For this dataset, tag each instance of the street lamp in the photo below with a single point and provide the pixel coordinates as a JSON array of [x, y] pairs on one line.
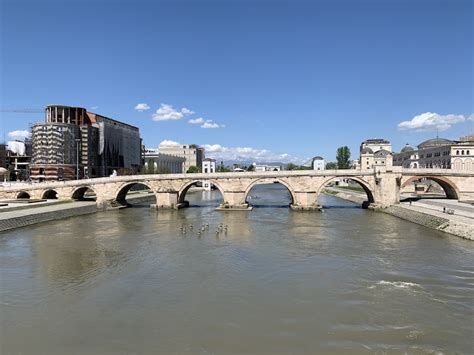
[[77, 158]]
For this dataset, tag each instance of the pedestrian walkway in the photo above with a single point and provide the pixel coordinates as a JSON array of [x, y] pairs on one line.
[[458, 216]]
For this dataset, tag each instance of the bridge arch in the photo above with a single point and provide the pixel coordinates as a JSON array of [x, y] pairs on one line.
[[122, 191], [186, 186], [23, 195], [449, 187], [263, 181], [49, 194], [364, 184], [79, 193]]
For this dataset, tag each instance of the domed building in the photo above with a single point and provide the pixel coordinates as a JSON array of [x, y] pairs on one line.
[[438, 153], [374, 152], [318, 163]]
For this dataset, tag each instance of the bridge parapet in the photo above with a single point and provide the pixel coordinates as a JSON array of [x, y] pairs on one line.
[[381, 185]]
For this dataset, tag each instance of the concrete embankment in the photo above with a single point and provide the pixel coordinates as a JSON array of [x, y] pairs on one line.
[[27, 217], [462, 229], [459, 226]]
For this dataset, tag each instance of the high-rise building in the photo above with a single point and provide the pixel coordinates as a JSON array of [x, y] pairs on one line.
[[15, 156], [74, 143]]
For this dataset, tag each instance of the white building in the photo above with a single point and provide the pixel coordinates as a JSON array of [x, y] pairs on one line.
[[438, 153], [319, 163], [208, 167], [374, 153], [159, 163], [193, 154], [263, 168], [376, 144]]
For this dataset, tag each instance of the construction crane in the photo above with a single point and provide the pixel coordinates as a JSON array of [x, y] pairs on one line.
[[22, 110]]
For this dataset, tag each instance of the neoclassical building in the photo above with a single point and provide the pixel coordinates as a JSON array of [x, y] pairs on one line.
[[438, 153], [374, 153]]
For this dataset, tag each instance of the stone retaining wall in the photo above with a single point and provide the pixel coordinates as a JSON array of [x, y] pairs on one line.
[[459, 229], [34, 218]]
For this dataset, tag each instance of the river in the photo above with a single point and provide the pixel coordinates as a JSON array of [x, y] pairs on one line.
[[277, 282]]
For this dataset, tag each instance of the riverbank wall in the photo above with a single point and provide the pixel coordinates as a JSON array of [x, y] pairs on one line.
[[426, 219], [457, 228], [17, 219]]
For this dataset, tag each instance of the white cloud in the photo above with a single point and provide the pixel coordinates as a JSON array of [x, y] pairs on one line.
[[142, 107], [168, 112], [210, 124], [199, 120], [205, 123], [220, 152], [430, 121], [187, 112], [167, 142], [18, 134]]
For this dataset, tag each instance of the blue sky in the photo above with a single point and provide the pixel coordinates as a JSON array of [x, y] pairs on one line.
[[282, 80]]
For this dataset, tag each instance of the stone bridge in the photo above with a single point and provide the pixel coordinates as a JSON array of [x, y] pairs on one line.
[[382, 186]]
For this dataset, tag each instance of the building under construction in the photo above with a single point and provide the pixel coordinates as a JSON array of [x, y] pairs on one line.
[[73, 143]]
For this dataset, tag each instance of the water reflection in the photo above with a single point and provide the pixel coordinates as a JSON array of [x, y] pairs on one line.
[[279, 281]]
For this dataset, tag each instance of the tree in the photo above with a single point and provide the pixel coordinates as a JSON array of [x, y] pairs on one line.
[[193, 169], [343, 155]]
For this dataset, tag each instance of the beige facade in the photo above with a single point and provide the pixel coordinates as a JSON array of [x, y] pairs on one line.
[[438, 153], [374, 153], [159, 163], [193, 154]]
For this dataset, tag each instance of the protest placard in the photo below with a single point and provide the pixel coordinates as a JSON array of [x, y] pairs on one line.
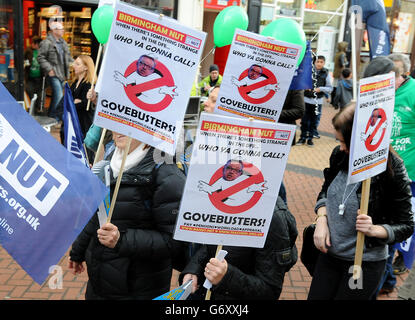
[[149, 66], [233, 182], [257, 76], [39, 183], [372, 127], [369, 144]]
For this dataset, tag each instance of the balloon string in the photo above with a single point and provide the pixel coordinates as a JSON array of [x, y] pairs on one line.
[[212, 50]]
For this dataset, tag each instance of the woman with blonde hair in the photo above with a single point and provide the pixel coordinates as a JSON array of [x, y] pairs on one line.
[[83, 75]]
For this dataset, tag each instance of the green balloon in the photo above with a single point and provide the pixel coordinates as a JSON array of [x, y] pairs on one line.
[[287, 30], [101, 23], [226, 22]]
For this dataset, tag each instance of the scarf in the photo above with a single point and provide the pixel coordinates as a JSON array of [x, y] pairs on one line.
[[131, 161]]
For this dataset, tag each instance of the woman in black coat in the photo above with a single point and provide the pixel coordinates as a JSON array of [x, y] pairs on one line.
[[131, 257], [247, 273], [389, 220]]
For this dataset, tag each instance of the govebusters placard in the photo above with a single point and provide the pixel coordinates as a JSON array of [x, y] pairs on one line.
[[232, 186], [150, 65], [372, 127], [257, 77]]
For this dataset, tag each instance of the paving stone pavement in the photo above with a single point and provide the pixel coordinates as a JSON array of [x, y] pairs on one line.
[[303, 179]]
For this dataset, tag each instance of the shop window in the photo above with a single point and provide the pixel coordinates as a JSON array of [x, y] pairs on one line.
[[166, 7], [274, 9], [8, 46]]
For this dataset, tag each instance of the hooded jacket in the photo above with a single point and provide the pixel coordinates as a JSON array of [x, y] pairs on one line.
[[253, 273], [389, 199], [140, 265]]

■ ■ ■

GIVEN TASK
Render the lines of the listing from the line containing "For this dataset, tag each instance of the domed" to the line containing "[[27, 217], [462, 229], [459, 226]]", both inclusive, as a JSON array of strings with one string per line, omitting any blank lines.

FINISHED EXERCISE
[
  "For this dataset, tag each instance of the domed building in the photo above with a single point and provide the pixel coordinates as a JSON array of [x, y] pairs on one line.",
  "[[438, 153], [374, 152], [318, 163]]",
  "For this dataset, tag each instance of the bridge parapet in the photo above with a single point and provide the pixel coordinates as a JSON array of [x, y] pairs on one line.",
  "[[381, 185]]",
  "For this dataset, tag each instance of the concrete embankment in the photo above with a single point and provide the pixel coordinates as a JSON array of [x, y] pairs on one line.",
  "[[27, 217], [462, 229], [459, 226]]"
]